PROVIDED PASSAGE:
◆ ◆ ◆ ◆ ◆

Financial Position Outlook
We are committed to a strong balance sheet. We continue to maintain sufficient liquidity to support the needs of the business through growth, cyclicality, and unforeseen events. We continue to maintain and drive sustainable leverage to preserve access to capital throughout the cycle. Our capital expenditures can be adjusted and managed to match market demand and activity levels. Projected capital expenditures do not include any contingent capital that may be needed to respond to contract awards. In maintaining our commitment to sustainable leverage and liquidity, we expect to be able to continue to generate cash flow available for investment in growth and distribution to shareholders through the business cycle.
CRITICAL ACCOUNTING ESTIMATES
Refer to our Annual Report on Form 10-K for the year ended December 31, 2025 for a discussion of our critical accounting estimates. During the three months ended March 31, 2026, there were no changes to our identified critical accounting estimates.
ITEM 3. QUANTITATIVE AND QUALITATIVE DISCLOSURES ABOUT MARKET RISK
For quantitative and qualitative disclosures about market risk affecting the Company, see Part II, Item 7A, “Quantitative and Qualitative Disclosures About Market Risk,” in our Annual Report on Form 10-K for the year ended December 31, 2025. Our exposure to market risk has not changed materially since December 31, 2025.
ITEM 4. CONTROLS AND PROCEDURES
Evaluation of Disclosure Controls and Procedures
As of March 31, 2026, under the direction of our Chief Executive Officer (“CEO”) and Chief Financial Officer (“CFO”), we have evaluated the effectiveness of our disclosure controls and procedures, as defined in Rule 13a-15(e) and 15d-15(e) under the Exchange Act. Based upon this evaluation, our CEO and CFO have concluded that, as of the end of the period covered by this report, our disclosure controls and procedures were effective with respect to (i) the accumulation and communication to our management, including our CEO and our CFO, of information required to be disclosed by us in the reports that we submit under the Exchange Act, and (ii) the recording, processing, summarizing and reporting of such information within the time periods specified in the SEC's rules and forms.
Changes in Internal Controls over Financial Reporting
There were no changes in our internal control over financial reporting during the three months ended March 31, 2026 that have materially affected, or are reasonably likely to materially affect, our internal control over financial reporting.

◆ ◆ ◆ ◆ ◆

WHAT YOU WILL DO:
Reproduce the filing excerpt starting at "ITEM 4. CONTROLS" and ending at "rules and forms.", substituting "Securities Exchange Act" for each occurrence of "Exchange Act".

SOURCE DATA:
◆ ◆ ◆ ◆ ◆

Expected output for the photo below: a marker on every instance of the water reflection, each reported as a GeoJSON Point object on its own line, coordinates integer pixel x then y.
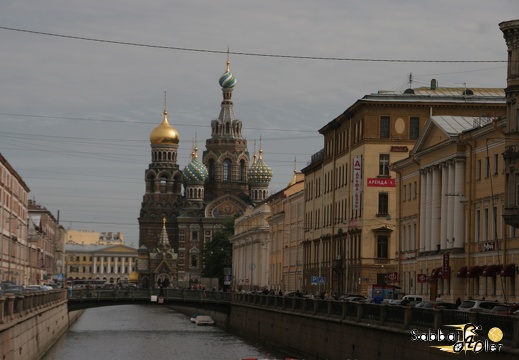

◆ ◆ ◆ ◆ ◆

SOLUTION TO THE PROBLEM:
ITEM 4. CONTROLS AND PROCEDURES
Evaluation of Disclosure Controls and Procedures
As of March 31, 2026, under the direction of our Chief Executive Officer (“CEO”) and Chief Financial Officer (“CFO”), we have evaluated the effectiveness of our disclosure controls and procedures, as defined in Rule 13a-15(e) and 15d-15(e) under the Securities Exchange Act. Based upon this evaluation, our CEO and CFO have concluded that, as of the end of the period covered by this report, our disclosure controls and procedures were effective with respect to (i) the accumulation and communication to our management, including our CEO and our CFO, of information required to be disclosed by us in the reports that we submit under the Securities Exchange Act, and (ii) the recording, processing, summarizing and reporting of such information within the time periods specified in the SEC's rules and forms.